Source passage -

■ ■ ■ ■ ■

Dinner of Safeway Chinese take-out. A total guilty pleasure (don’t judge me…). Dad chokes near to death, mom continues to hustle and bustle..

At some point, our chariot for the 70 some odd mile ride arrives. It’s gonna be long, smashed in the middle seat. I put my head phones in and the noise drowns out, like those movie scenes where the music turns up loud and all the outside noise goes away. I see lips moving, and hands bouncing up and down, occassionally a laugh breaks thru, but it’s just me..

Our hotel feels confused. It’s retro, with loud music, and at any moment you expect strobe lights to start flashing. Outside our window is a building under construction. We close the curtains. Though, it’s surprisingly quiet, for being right on the tram-line and close to the airport. It’s only one night though..

We get drinks at the bar. At the next table over is a small party of an older man, and a couple Jack the Lads. They are loud, excited. Apparently, of all the million destinations in the entire world, they are destined for the same, small town as us..

I spent 2 decades of my childhood growing up in Alaska, calling it home, not really knowing anything else. Apparently, 11 years ago, we up and emigrated to the lower 48. 11 years ago was the last time I set foot in the motherland..

Tomorrow, I board a plane to return..

———————————————————

PS. She totally made it to the beach..

Hashtag: Happy Mermaid Dog

Graduation Trip – done

If I ever had any doubts of my feelings towards babies, airplane rides confirm to me why I don’t like them…

The plane was small to begin with, the aisle barely large enough to walk down without turning sideways. Wailing baby infront of us, wailing baby somewhere behind us, and the stereo typical movie brat directly behind me kicking my seat.

I am exhausted. I have barely slept all weekend and the 2 hour plane ride was mean’t to be a chance for some sleep. But that didn’t seem would be the case with junior soccer star behind me.

And if I thought trying to fall asleep with the five nursing babies and toddler from hell was bad, I was not expecting the 20 minutes of violent, stomach dropping, head thrashing turbulence. Later spoken of as “the worst turbulence I’ve ever experienced,” by other passengers.

And it was bad. The last time I’d experienced turbulence like that, I was barely just a teenager. It was a band trip to another small city in Southeast Alaska, though I can’t recall exactly which. I remember the plane dropping violently, my stomach leaping into my throat, and grabbing onto my best friend. He laughed at me, always the rational one. But I was the one with the wild imagination. Years later, I would follow him to college. He stuck with band, I would simply flounder. Like a fish out of water. An Alaskan, finding herself in Idaho…

I feel the plane turning figure eights as the pilot tries to navigate the turbulence. Ironically, the brat behind me is silent. But each time I close my eyes, the plane jerks sideways knocking my head about, and I see William Shatner’s monkey on the wing. I see the cast of Lost, just trying to survive. I see snow capped mountains, with nothing around for miles…

We land safely, obviously.

I am awash with more relief than I realize. Not just to be back on solid ground, but because in a matter of hours, I’ll be back in my bed. I’ll be in my pajamas, surrounded by my pets, and no agenda. Just back home.

We stand at baggage claim, joking about their promise to provide discounts on your next flight if your bag arrives 20 minutes late. We watch our watches. 18… 19… 20… and then the conveyor belt stops… There is a moment of confusion, where are our bags?

■ ■ ■ ■ ■

Material provided -
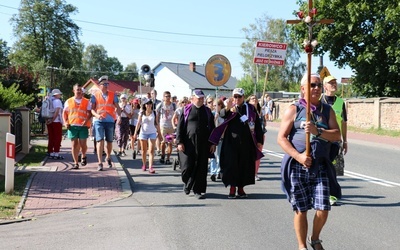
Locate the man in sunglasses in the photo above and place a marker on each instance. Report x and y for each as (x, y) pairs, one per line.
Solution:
(105, 110)
(308, 180)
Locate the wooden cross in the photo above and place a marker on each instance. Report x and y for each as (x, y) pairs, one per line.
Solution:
(311, 22)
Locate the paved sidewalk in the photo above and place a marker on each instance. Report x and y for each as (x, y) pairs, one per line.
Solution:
(55, 187)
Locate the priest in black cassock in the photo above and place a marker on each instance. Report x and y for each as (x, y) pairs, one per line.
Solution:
(243, 135)
(193, 130)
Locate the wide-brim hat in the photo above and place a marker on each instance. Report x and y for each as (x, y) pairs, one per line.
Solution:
(56, 92)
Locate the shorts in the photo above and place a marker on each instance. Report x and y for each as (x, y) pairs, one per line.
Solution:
(309, 190)
(166, 131)
(78, 132)
(104, 130)
(152, 136)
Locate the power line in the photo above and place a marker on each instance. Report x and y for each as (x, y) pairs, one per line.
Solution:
(147, 30)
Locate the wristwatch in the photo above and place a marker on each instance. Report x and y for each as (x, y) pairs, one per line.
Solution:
(320, 130)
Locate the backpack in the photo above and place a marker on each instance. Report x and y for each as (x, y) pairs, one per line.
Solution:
(47, 110)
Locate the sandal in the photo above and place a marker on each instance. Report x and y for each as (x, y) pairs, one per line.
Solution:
(314, 242)
(83, 161)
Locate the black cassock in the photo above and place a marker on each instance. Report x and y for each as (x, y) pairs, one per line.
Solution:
(238, 152)
(194, 134)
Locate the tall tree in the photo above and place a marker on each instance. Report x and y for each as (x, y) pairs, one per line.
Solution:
(272, 30)
(365, 36)
(45, 31)
(131, 72)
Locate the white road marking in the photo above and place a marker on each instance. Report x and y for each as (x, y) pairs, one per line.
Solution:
(350, 174)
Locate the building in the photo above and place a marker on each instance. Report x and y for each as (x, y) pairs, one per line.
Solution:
(180, 79)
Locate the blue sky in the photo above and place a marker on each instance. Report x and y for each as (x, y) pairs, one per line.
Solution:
(170, 31)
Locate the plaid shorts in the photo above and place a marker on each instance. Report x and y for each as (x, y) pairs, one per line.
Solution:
(309, 190)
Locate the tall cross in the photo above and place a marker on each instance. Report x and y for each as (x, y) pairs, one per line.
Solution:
(308, 45)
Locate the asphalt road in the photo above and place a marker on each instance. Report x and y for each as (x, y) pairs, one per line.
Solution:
(160, 216)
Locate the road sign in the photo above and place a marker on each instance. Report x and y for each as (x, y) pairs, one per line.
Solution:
(270, 53)
(218, 70)
(324, 73)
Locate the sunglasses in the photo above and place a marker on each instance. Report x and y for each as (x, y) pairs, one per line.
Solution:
(313, 85)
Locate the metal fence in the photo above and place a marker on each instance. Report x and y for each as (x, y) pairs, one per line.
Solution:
(37, 127)
(16, 129)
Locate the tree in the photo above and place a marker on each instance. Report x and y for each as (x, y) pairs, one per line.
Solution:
(4, 51)
(365, 36)
(45, 31)
(279, 78)
(131, 72)
(12, 97)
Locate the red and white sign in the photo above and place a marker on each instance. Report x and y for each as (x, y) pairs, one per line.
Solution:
(270, 53)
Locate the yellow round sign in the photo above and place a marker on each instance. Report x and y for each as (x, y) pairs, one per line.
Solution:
(218, 70)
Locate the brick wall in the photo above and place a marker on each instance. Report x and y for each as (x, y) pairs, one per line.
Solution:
(362, 113)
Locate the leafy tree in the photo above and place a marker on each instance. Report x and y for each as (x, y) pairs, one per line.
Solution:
(365, 36)
(4, 51)
(131, 72)
(12, 97)
(45, 31)
(279, 78)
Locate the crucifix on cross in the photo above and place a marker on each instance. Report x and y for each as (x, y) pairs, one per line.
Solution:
(309, 44)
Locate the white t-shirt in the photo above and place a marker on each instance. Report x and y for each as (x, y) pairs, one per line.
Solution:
(147, 126)
(78, 101)
(166, 112)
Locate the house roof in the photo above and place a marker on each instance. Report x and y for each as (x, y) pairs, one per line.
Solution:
(195, 79)
(116, 86)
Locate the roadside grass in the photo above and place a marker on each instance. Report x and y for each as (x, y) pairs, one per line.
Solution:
(9, 202)
(36, 155)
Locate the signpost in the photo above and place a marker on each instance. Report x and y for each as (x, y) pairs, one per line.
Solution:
(10, 161)
(269, 53)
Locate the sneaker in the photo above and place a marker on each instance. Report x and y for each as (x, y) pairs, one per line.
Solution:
(213, 177)
(199, 196)
(333, 200)
(185, 189)
(83, 161)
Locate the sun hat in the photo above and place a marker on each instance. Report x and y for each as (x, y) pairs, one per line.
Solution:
(328, 79)
(238, 91)
(198, 93)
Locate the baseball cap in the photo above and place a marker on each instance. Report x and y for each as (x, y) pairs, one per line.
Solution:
(238, 91)
(198, 93)
(328, 79)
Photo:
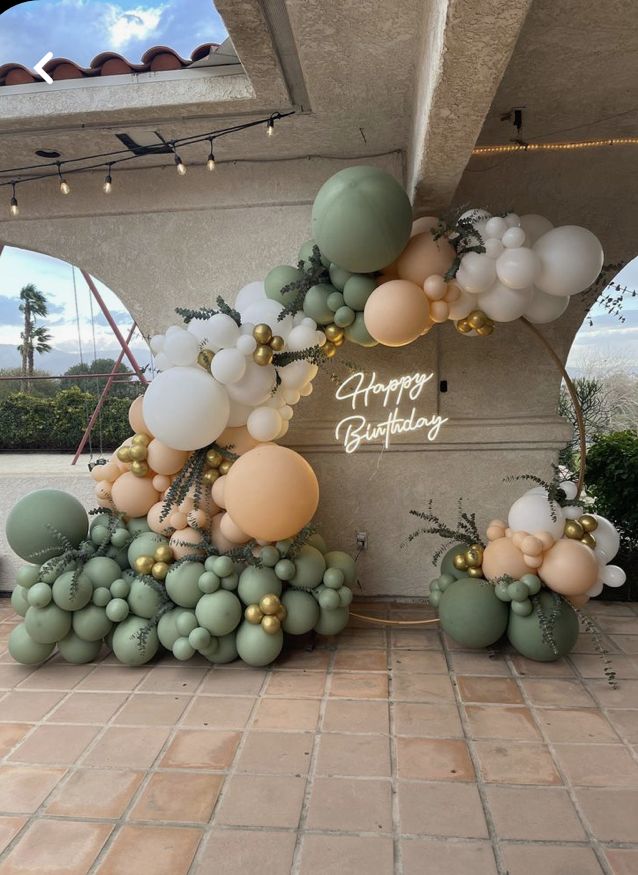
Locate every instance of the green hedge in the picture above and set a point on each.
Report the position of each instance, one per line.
(31, 423)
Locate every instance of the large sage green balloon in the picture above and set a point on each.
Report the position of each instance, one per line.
(310, 566)
(47, 625)
(255, 583)
(72, 591)
(91, 623)
(526, 636)
(257, 647)
(220, 612)
(302, 611)
(471, 614)
(129, 646)
(361, 219)
(181, 583)
(33, 522)
(77, 650)
(24, 649)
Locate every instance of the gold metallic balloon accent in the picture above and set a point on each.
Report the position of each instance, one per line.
(588, 522)
(253, 614)
(263, 355)
(262, 333)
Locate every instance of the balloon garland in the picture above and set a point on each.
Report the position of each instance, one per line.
(202, 541)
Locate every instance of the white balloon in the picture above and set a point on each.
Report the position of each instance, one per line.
(186, 408)
(535, 513)
(545, 308)
(229, 366)
(571, 259)
(504, 304)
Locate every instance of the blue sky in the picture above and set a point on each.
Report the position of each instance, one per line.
(81, 29)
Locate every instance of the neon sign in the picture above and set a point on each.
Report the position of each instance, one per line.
(356, 429)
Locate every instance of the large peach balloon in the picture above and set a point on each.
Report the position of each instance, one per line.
(397, 312)
(271, 492)
(569, 568)
(424, 256)
(133, 496)
(502, 557)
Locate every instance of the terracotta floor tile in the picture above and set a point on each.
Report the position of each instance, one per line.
(550, 860)
(354, 755)
(218, 712)
(501, 721)
(256, 800)
(294, 714)
(534, 814)
(350, 805)
(427, 721)
(181, 797)
(447, 858)
(296, 683)
(242, 851)
(55, 745)
(94, 793)
(340, 854)
(516, 763)
(489, 689)
(446, 809)
(598, 765)
(126, 747)
(162, 850)
(434, 759)
(201, 749)
(49, 847)
(353, 685)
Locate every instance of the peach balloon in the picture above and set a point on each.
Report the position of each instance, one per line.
(569, 568)
(133, 496)
(271, 492)
(424, 256)
(501, 557)
(397, 312)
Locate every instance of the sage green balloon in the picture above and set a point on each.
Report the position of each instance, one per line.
(357, 290)
(471, 614)
(302, 611)
(525, 633)
(257, 647)
(72, 591)
(255, 583)
(182, 583)
(315, 303)
(332, 622)
(33, 524)
(144, 600)
(309, 568)
(359, 334)
(277, 279)
(25, 650)
(220, 612)
(91, 623)
(345, 563)
(361, 219)
(135, 642)
(78, 651)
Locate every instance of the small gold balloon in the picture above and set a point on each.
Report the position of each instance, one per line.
(271, 625)
(262, 333)
(263, 355)
(253, 614)
(588, 522)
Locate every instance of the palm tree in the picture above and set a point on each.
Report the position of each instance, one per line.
(34, 338)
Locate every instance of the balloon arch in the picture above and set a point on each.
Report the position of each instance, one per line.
(203, 543)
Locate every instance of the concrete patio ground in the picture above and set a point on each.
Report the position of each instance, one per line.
(381, 751)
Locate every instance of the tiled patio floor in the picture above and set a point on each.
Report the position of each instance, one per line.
(380, 752)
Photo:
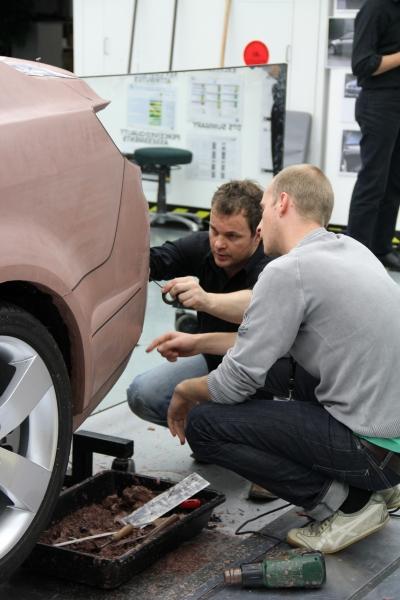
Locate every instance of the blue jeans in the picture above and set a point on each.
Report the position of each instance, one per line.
(295, 449)
(150, 393)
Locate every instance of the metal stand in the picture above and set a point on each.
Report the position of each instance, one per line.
(85, 443)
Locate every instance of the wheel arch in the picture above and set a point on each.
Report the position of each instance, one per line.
(54, 313)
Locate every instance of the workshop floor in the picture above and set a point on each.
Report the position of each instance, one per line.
(194, 572)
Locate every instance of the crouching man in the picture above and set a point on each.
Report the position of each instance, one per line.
(327, 301)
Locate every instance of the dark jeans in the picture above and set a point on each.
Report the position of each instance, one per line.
(295, 449)
(376, 195)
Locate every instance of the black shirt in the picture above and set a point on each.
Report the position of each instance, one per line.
(376, 33)
(191, 255)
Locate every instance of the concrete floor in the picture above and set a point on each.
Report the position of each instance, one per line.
(367, 570)
(157, 453)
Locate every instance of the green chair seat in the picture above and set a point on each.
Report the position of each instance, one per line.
(162, 156)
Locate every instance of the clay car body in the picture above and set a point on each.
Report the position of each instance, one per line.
(74, 245)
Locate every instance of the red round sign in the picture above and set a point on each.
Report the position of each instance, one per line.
(256, 53)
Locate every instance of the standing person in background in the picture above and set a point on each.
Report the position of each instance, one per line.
(376, 63)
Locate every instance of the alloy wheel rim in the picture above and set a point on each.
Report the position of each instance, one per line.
(28, 440)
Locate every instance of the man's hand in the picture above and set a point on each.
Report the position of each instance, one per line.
(189, 293)
(178, 411)
(173, 344)
(187, 394)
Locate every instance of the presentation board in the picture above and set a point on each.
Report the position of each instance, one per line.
(223, 116)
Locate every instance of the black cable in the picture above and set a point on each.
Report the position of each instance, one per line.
(266, 535)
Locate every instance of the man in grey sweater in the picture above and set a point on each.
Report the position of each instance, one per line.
(328, 302)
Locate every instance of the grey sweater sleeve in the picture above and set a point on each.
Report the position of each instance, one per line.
(269, 328)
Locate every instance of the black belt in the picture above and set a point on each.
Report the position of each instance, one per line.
(385, 457)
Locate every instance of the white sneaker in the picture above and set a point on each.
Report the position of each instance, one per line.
(341, 530)
(391, 497)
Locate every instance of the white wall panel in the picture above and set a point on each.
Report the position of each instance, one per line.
(102, 36)
(199, 32)
(152, 41)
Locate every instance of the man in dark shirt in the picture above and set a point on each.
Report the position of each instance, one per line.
(225, 260)
(376, 63)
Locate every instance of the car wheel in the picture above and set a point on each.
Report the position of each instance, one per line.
(35, 434)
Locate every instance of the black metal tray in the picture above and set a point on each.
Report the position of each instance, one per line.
(110, 573)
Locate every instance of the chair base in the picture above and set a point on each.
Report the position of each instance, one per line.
(161, 218)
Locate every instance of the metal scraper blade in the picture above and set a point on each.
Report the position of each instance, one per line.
(166, 501)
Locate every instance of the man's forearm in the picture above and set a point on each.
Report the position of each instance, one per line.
(214, 343)
(195, 390)
(388, 62)
(229, 307)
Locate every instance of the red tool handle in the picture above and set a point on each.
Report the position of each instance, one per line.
(190, 504)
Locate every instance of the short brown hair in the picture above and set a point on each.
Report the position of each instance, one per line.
(236, 196)
(311, 191)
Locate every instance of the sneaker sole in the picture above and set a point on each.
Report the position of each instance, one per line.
(294, 542)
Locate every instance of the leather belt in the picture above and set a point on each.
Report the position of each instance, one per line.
(388, 458)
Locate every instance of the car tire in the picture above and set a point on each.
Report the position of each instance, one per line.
(36, 429)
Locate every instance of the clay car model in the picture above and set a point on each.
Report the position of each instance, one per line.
(74, 244)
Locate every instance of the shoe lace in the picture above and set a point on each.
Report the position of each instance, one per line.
(318, 527)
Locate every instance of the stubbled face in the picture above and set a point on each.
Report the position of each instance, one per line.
(269, 224)
(231, 241)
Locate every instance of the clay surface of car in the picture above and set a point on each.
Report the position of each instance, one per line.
(74, 244)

■ ■ ■ ■ ■

Check your understanding -
1 – Print the part of the travel post starting at "I am awash with" and ending at "Just back home.".
2 – Condense the paragraph of the travel post that begins "Our hotel feels confused" into fewer sentences, keeping its main facts.
The records are drawn from another source, not from the travel post.

Task-by-task solutions -
1 –
I am awash with more relief than I realize. Not just to be back on solid ground, but because in a matter of hours, I’ll be back in my bed. I’ll be in my pajamas, surrounded by my pets, and no agenda. Just back home.

2 – The hotel feels confused: it is retro, with loud music, as if strobe lights might start flashing at any moment. A building under construction stands outside the window, so the curtains are closed. Despite being right on the tram line and close to the airport, it is surprisingly quiet, and the stay is only one night.